*WORK INSTRUCTIONS:*
a - Using the Nationals game preview, answer each question below on its own line, marked to match.
(i) Which pitcher was dealt to the Montreal Expos along with Armas?
(ii) In what year did Armas undergo Tommy John surgery?
(iii) What is Washington's win-loss record?
b - Output the passage of the Nationals game preview between "Armas (6-3, 4.18" and "before last season.", inclusive, with every word unchanged.

*TEXT EXCERPT:*
----------------------------------------
The three-game series with Boston begins a 10-game road trip for the Nationals, who left Washington after a thrilling series victory over the New York Yankees this past weekend.
Armas (6-3, 4.18 ERA) was part of one of the most famous trades in Boston history, dealt along with pitcher Carl Pavano to the then-Montreal Expos on Dec. 18, 1997 to complete the trade for Pedro Martinez, who had won the NL Cy Young Award that season.
Martinez went on to win two more Cy Young Awards with the Red Sox and help lead them to the 2004 World Series title before departing for the Mets before last season.
Armas reached the majors with the Expos in 1999, but had three mediocre seasons, reaching double-digit wins once—12-12 in 2002—before undergoing Tommy John surgery in 2003.
Fully recovered from the surgery, Armas is off to a great start this season, leading the Washington staff in wins and on pace to finish with his lowest ERA since 2001.
He’ll hope to continue the success Washington (32-39) enjoyed over the weekend, when it won back-to-back games against the Yankees in dramatic fashion.
----------------------------------------
*RECORDS:*

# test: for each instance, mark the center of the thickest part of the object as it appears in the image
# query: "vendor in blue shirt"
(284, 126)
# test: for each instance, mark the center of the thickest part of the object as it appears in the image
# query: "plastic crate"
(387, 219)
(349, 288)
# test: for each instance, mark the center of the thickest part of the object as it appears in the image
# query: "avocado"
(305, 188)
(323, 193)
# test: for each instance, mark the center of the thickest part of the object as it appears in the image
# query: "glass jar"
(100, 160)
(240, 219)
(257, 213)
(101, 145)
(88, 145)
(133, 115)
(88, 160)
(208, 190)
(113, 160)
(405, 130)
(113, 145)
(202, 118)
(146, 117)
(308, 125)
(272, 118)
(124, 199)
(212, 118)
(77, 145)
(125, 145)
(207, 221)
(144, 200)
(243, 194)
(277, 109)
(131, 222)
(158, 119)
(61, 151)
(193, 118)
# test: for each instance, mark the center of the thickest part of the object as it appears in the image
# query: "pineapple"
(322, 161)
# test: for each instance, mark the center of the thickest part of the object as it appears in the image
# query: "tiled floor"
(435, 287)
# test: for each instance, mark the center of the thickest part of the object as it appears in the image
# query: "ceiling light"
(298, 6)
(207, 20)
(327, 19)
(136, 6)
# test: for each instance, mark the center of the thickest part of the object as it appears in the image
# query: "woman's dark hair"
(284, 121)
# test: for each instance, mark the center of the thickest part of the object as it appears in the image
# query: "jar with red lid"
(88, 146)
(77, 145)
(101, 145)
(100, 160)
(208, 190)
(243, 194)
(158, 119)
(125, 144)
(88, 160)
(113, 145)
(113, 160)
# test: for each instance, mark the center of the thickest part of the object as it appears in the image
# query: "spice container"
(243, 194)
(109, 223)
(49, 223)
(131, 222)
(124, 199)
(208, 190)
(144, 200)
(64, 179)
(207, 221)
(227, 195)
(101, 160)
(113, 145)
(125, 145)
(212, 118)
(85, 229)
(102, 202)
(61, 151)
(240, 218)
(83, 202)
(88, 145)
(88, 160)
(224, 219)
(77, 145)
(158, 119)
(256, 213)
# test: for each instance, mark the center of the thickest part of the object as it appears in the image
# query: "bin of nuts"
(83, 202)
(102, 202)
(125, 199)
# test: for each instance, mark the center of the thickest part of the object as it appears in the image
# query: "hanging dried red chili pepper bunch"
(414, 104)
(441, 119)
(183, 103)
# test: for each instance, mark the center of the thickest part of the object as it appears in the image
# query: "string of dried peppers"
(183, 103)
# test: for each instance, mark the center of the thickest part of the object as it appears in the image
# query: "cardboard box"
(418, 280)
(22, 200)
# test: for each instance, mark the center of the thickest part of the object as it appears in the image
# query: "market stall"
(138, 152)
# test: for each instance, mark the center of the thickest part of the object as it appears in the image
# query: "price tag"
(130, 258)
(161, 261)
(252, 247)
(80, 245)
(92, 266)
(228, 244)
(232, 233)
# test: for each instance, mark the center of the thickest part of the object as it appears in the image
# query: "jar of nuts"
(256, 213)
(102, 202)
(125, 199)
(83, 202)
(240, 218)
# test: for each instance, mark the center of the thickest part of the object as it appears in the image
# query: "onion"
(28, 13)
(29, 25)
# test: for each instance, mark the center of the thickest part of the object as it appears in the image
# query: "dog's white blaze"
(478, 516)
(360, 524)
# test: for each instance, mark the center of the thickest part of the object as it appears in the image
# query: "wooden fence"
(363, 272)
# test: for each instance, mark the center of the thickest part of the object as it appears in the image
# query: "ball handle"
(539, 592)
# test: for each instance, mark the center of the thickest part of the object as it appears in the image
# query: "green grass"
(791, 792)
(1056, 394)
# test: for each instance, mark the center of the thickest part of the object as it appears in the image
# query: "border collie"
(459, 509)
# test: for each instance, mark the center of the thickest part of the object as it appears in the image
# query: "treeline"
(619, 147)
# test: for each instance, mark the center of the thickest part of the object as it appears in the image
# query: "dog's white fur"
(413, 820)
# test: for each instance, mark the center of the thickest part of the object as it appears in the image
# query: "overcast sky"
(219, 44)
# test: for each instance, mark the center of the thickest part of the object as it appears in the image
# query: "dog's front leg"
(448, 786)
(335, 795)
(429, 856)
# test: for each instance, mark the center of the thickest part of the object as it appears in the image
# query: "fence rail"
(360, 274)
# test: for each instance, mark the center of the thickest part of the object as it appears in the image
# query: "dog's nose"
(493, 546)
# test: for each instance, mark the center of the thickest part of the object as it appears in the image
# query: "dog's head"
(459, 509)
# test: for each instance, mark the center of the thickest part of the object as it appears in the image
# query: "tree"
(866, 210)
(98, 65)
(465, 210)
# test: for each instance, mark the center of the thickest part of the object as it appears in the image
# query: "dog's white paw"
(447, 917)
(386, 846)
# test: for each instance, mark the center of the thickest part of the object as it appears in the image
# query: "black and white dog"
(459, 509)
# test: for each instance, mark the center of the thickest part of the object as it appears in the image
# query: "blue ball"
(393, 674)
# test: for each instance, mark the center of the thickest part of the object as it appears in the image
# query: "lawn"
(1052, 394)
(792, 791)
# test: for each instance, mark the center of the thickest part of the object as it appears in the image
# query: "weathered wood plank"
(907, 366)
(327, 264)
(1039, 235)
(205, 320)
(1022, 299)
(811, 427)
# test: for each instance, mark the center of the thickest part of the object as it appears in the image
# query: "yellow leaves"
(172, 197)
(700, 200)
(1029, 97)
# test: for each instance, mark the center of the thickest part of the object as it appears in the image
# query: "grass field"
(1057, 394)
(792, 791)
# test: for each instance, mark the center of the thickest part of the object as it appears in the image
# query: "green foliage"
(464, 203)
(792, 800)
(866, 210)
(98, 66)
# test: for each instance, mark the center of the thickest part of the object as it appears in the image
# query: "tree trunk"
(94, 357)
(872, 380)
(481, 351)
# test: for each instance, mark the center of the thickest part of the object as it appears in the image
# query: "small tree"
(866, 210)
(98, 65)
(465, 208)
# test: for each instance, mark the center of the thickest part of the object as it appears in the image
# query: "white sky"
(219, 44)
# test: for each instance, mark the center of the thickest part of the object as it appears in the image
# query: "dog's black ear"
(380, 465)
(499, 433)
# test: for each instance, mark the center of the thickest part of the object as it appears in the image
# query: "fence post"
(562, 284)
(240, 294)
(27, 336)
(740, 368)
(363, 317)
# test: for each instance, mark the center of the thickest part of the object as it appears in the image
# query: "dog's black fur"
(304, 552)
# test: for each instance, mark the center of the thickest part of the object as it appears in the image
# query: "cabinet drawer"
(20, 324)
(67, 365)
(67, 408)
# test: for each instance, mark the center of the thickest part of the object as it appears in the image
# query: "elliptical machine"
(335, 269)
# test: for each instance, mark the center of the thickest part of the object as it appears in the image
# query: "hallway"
----------------------------------------
*PER-TASK OUTPUTS:*
a -
(i) Carl Pavano
(ii) 2003
(iii) 32-39

b -
Armas (6-3, 4.18 ERA) was part of one of the most famous trades in Boston history, dealt along with pitcher Carl Pavano to the then-Montreal Expos on Dec. 18, 1997 to complete the trade for Pedro Martinez, who had won the NL Cy Young Award that season.
Martinez went on to win two more Cy Young Awards with the Red Sox and help lead them to the 2004 World Series title before departing for the Mets before last season.